* Prompt
Quote the entries word for word. Omit the pictures.

* Exercise inputs
>>>>>

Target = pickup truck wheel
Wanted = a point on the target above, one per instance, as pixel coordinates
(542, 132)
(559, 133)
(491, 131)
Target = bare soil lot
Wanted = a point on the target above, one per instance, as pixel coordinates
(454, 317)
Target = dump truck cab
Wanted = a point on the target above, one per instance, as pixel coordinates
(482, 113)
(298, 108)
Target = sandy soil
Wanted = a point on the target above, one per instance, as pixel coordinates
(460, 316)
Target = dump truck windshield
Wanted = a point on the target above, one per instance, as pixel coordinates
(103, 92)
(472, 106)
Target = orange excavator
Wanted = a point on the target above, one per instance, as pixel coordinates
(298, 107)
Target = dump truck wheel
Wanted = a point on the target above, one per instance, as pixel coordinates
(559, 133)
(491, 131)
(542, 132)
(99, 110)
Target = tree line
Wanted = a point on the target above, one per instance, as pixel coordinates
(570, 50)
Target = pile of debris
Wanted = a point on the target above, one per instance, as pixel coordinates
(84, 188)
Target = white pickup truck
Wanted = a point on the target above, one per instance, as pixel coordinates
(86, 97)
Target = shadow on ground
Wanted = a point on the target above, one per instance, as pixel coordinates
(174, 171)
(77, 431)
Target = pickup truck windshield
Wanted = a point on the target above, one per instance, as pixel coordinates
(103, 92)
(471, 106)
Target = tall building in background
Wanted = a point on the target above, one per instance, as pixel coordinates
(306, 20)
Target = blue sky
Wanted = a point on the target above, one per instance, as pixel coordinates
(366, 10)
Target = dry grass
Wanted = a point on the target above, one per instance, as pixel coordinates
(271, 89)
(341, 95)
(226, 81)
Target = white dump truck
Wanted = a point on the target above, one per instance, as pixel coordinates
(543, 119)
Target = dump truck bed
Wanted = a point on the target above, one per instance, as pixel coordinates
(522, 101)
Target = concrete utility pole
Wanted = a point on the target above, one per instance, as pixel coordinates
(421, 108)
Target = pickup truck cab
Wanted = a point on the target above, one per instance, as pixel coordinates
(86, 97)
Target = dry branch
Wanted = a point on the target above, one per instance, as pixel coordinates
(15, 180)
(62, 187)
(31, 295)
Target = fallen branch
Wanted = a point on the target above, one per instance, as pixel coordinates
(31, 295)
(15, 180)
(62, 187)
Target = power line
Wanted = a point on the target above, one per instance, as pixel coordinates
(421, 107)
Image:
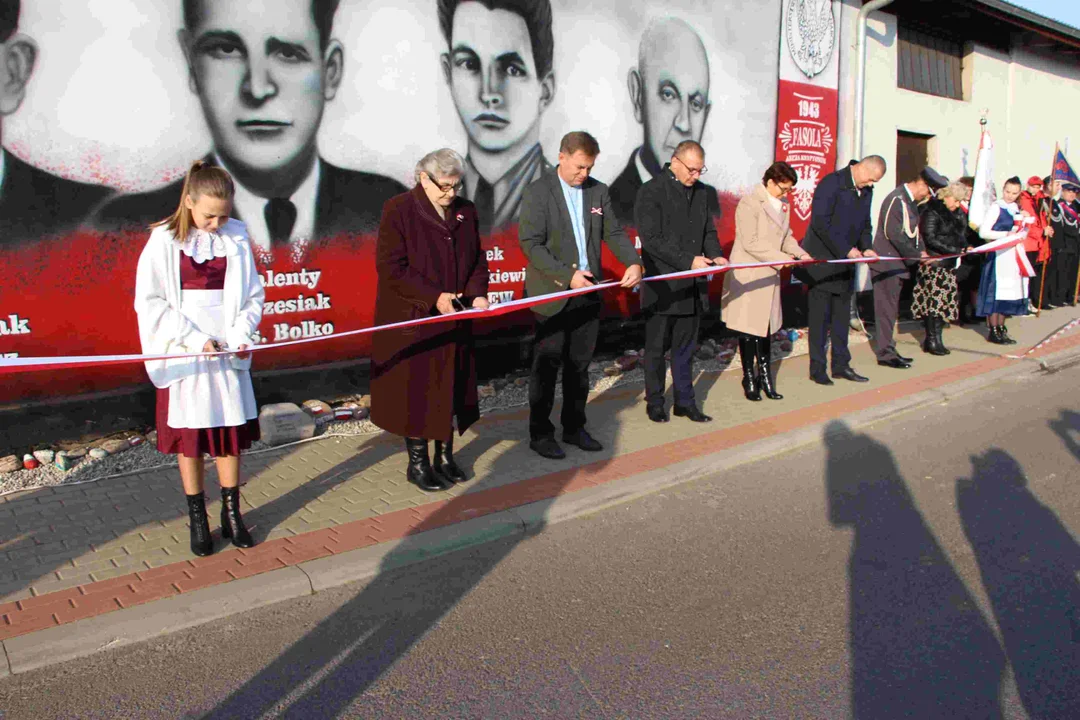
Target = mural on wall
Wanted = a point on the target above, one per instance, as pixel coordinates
(320, 109)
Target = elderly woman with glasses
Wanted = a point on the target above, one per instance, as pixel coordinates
(751, 300)
(430, 262)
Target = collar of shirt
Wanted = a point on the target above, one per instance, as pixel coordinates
(251, 208)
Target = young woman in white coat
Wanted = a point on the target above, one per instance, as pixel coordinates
(198, 290)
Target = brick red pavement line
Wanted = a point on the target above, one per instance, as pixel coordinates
(63, 607)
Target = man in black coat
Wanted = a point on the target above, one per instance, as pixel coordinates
(563, 246)
(673, 218)
(839, 228)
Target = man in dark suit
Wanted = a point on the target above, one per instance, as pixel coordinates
(898, 235)
(565, 217)
(839, 228)
(669, 90)
(673, 217)
(264, 76)
(34, 204)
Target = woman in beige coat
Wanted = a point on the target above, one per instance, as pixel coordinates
(752, 295)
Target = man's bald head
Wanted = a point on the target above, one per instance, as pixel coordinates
(670, 85)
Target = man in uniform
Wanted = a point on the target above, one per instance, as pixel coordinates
(565, 217)
(675, 223)
(898, 235)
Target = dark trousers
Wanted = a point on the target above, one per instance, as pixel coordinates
(679, 333)
(1035, 284)
(566, 340)
(827, 315)
(1062, 277)
(886, 309)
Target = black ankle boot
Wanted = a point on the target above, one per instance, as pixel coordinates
(445, 464)
(940, 336)
(932, 342)
(747, 348)
(419, 472)
(232, 525)
(202, 544)
(765, 368)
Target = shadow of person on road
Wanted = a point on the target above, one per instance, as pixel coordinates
(340, 659)
(920, 648)
(1068, 429)
(1029, 564)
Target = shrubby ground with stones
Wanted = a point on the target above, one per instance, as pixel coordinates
(48, 465)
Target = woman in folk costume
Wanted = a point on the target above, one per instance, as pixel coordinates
(1002, 290)
(751, 300)
(198, 291)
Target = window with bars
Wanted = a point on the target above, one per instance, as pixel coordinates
(929, 64)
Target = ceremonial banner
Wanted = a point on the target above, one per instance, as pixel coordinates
(807, 99)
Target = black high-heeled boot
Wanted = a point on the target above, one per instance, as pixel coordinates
(419, 472)
(765, 368)
(940, 336)
(232, 525)
(202, 544)
(747, 351)
(445, 464)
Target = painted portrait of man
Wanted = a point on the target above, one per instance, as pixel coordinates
(264, 71)
(499, 69)
(34, 204)
(669, 91)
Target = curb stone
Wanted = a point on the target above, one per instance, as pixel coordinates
(116, 629)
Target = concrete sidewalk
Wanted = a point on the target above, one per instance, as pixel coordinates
(104, 564)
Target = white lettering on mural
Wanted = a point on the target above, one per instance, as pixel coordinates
(306, 329)
(15, 325)
(306, 277)
(300, 303)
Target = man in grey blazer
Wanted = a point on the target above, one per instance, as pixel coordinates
(898, 235)
(565, 216)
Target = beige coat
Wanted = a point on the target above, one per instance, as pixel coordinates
(751, 301)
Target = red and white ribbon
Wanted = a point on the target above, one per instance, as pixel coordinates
(11, 365)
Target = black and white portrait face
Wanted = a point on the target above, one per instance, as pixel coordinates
(262, 77)
(670, 86)
(494, 79)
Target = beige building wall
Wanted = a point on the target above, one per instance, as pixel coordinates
(1030, 103)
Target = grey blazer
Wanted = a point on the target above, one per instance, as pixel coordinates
(547, 238)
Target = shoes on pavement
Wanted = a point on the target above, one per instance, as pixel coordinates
(690, 412)
(547, 447)
(848, 374)
(583, 440)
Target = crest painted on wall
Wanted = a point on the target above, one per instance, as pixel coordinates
(811, 34)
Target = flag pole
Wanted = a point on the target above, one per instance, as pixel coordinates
(1045, 223)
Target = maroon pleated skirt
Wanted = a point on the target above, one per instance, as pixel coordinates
(196, 443)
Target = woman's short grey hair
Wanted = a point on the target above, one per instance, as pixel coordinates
(956, 190)
(441, 163)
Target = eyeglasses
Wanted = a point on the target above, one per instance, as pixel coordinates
(694, 172)
(445, 187)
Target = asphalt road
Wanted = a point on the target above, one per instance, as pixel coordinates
(925, 568)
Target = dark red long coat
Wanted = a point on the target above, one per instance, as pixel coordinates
(422, 377)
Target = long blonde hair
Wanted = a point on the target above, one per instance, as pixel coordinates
(202, 179)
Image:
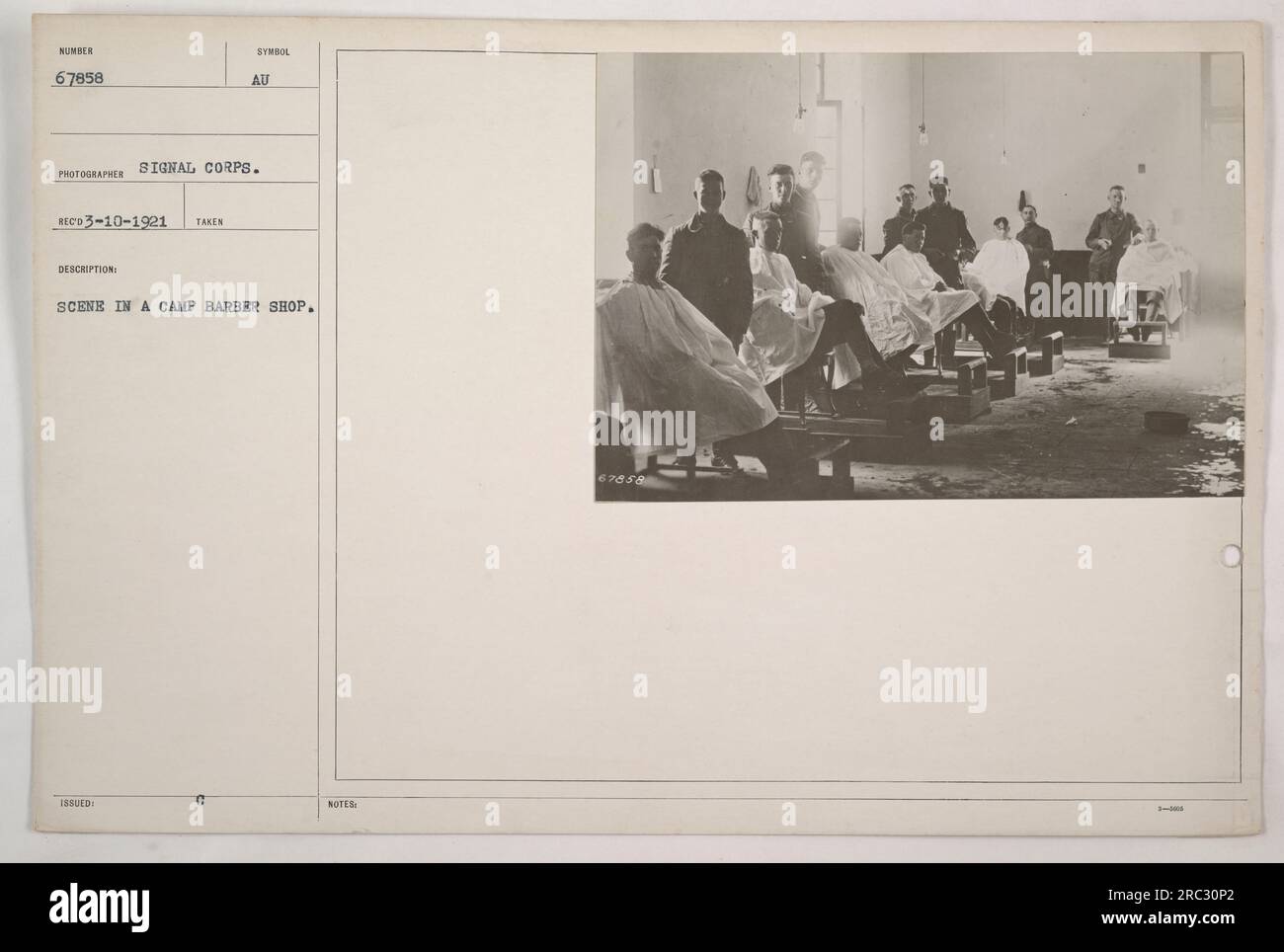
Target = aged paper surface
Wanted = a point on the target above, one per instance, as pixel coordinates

<<<<<

* Solution for this exercise
Target = pickup truck wheel
Wanted = a point on the target above, one per instance, as pixel coordinates
(542, 132)
(559, 133)
(491, 131)
Target = bare soil lot
Wanted = a point on the target above, one per instance, as pixel coordinates
(454, 317)
Target = dump truck cab
Wanted = a point on the target above, one per instance, as pixel coordinates
(482, 113)
(298, 108)
Target = sandy soil
Wanted = a point on the target above, one per instance, as pixel coordinates
(460, 316)
Target = dump truck windshield
Wanted = a point on the target above, one per instance, as pixel coordinates
(103, 92)
(472, 106)
Target = orange excavator
Wanted = a point on the target above, one per instance, as pixel coordinates
(298, 107)
Target = dump truck wheel
Wanted = a point on the target above, one per instance, as pixel coordinates
(559, 133)
(491, 131)
(542, 132)
(99, 110)
Target = tree line
Wanted = a point on the target above, one per instance, as pixel coordinates
(570, 50)
Target = pile of debris
Wanted = a point on the target above, one per instance, as pixel coordinates
(84, 188)
Target = white pickup truck
Wanted = a point on the target above, one per instance, as pixel coordinates
(86, 97)
Target = shadow on ground
Wanted = a point on the target above, one per instance, as pixel coordinates
(174, 171)
(77, 431)
Target = pickup truck windshield
Wanted = a point on the target above, one per instance, as pixel coordinates
(103, 92)
(471, 106)
Target = tall building in background
Wanted = a point on the target above, one per instance, as pixel coordinates
(306, 20)
Target = blue sky
Wanted = a point on the target above, one per instance, as pixel coordinates
(366, 10)
Target = dry grass
Wanted = a point on the target above, one per instance, as pixel coordinates
(271, 89)
(341, 95)
(226, 81)
Target = white dump truck
Wanted = a point on the target above, one per instance, as pixel coordinates
(543, 119)
Target = dump truck bed
Wanted = a point on the target above, one per instance, as pixel coordinates
(522, 101)
Target = concrete utility pole
Wanted = a point on the target above, one per instance, as pixel coordinates
(421, 108)
Target = pickup truck cab
Wanted = a point on the target above, one per instance, as pixel coordinates
(86, 97)
Target = dry branch
Wanted = a point on the target above, one per instance, as pixel coordinates
(15, 180)
(62, 187)
(31, 295)
Target = fallen branch
Wanted = a point on the target above, one per instance, as pixel coordinates
(31, 295)
(15, 180)
(62, 187)
Target = power line
Wanted = a point on the target above, one per instance, as pixel coordinates
(421, 107)
Image:
Target = mural on wall
Wanted = a point on the target above, one per instance, as pixel coordinates
(320, 109)
Target = elderly woman with glasses
Wanted = a point on the target above, one per instance, as pixel coordinates
(751, 300)
(430, 262)
Target = collar of shirt
Wanted = a point on the target above, one per instance, as pixel coordinates
(251, 208)
Target = young woman in white coat
Wanted = a point on the target above, one per instance, as pixel coordinates
(198, 290)
Target = brick red pavement line
Wanted = a point on the target above, one per instance, as pixel coordinates
(63, 607)
Target = man in black coat
Wanted = a point on the target above, one per instance, as pixel coordinates
(563, 246)
(673, 218)
(839, 228)
Target = man in dark suit
Wanted = a point on the target above, one per instance, as pixel coordinates
(898, 235)
(565, 217)
(839, 228)
(669, 90)
(673, 217)
(264, 76)
(34, 204)
Target = woman in beige coat
Wanted = a point on the target above, one per instance, as pixel coordinates
(752, 295)
Target = man's bald head
Wanted = a point on the target above, one per instance, as pixel coordinates
(670, 85)
Target = man in uniform
Wanted = a point on the target above, one per instance, as pixel coordinates
(565, 217)
(675, 223)
(898, 235)
Target = dark trousers
Wanted = a point on the target above, one per instance, as pixel coordinates
(679, 333)
(1035, 284)
(566, 340)
(827, 315)
(1062, 277)
(886, 309)
Target = black ankle boot
Wanted = a point on the target above, one per instance, as pixel coordinates
(445, 464)
(940, 336)
(932, 342)
(747, 348)
(419, 472)
(232, 525)
(202, 544)
(765, 368)
Target = shadow of person on road
Wanted = a point on the target above, one per instance, as pixel coordinates
(340, 659)
(920, 648)
(1068, 429)
(1029, 564)
Target = shrubby ground with stones
Wanted = a point on the target above, one per instance, as pixel coordinates
(48, 465)
Target = woman in folk costume
Wanted = a point on the target above, one per instance, as pixel coordinates
(1002, 290)
(751, 300)
(198, 291)
Target = window with bars
Wanted = a point on the target above, one per instance, as pixel coordinates
(929, 64)
Target = ceremonial banner
Wanted = a point on the target above, one per instance, as pixel coordinates
(807, 99)
Target = black high-heeled boot
Wanted = a point on the target above, one per instance, as pixel coordinates
(419, 472)
(765, 368)
(940, 336)
(232, 525)
(202, 544)
(747, 351)
(445, 464)
Target = painted portrait of man
Wanted = a point on the target above, one per instance, as pixel coordinates
(264, 71)
(499, 69)
(34, 204)
(669, 91)
Target = curb stone
Wanted = a point on the target above, one per instance, as pixel coordinates
(116, 629)
Target = concrete sidewalk
Wanted = a point on the target above, one per instance, as pixel coordinates
(104, 564)
Target = white lettering on mural
Wanted = a point on the target above, one per instance, as pixel coordinates
(306, 329)
(15, 325)
(306, 277)
(300, 303)
Target = man in grey blazer
Wanted = a point on the target above, one per instance, as pixel coordinates
(898, 235)
(565, 216)
Target = beige coat
Wanted = a point on the target above, one per instance, as pixel coordinates
(751, 301)
Target = red and white ribbon
Wanted = a point on the target above, one per instance, as pixel coordinates
(11, 365)
Target = black and white portrait face
Wanted = a point on the target above, one per instance, as pixel coordinates
(262, 77)
(670, 86)
(494, 79)
Target = beige building wall
Wanted = a point on the target above, one per instance, as pixel coordinates
(1030, 103)
Target = grey blazer
Wanted = a point on the target above, one per instance, as pixel coordinates
(547, 238)
Target = shoes on pavement
Wanted = a point on the target above, one per instance, as pixel coordinates
(690, 412)
(547, 447)
(848, 374)
(583, 440)
Target = crest painted on wall
Wanted = a point on the target above, one per instance, as pixel coordinates
(811, 34)
Target = flag pole
Wanted = a point on the target above, one per instance, as pixel coordinates
(1045, 223)
Target = maroon pleated skirt
Wanted = a point on the target above, one per instance, as pixel coordinates
(196, 443)
Target = woman's short grey hair
Wanted = a point on the target above, one per instance, as pixel coordinates
(956, 190)
(441, 163)
Target = eyeglasses
Wanted = a point on the target above, one per instance, as pixel coordinates
(694, 172)
(445, 187)
Target = asphalt road
Wanted = a point on the target above, one per instance, as pixel coordinates
(925, 568)
Target = dark red long coat
Wanted = a point on the target above, one per instance, as pixel coordinates
(422, 377)
Target = long blonde hair
Wanted = a point on the target above, one per instance, as pixel coordinates
(202, 179)
Image:
Target = aged paper surface
Wanted = a point on the target above, one per instance, as pixel coordinates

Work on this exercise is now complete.